Your objective:
Pick out every line in the rows below that contains the string "pixel" and copy each one. Case counts.

Location identification items
************

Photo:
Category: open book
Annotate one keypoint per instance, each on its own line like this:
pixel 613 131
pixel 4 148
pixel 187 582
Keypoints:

************

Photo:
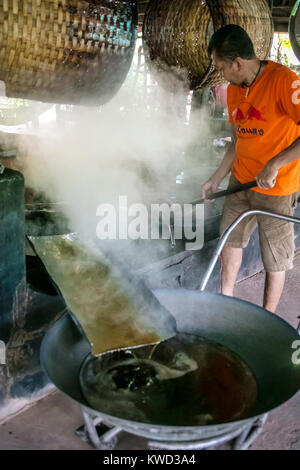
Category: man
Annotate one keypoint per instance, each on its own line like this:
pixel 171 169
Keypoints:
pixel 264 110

************

Answer to this task:
pixel 613 131
pixel 4 148
pixel 187 582
pixel 171 169
pixel 264 110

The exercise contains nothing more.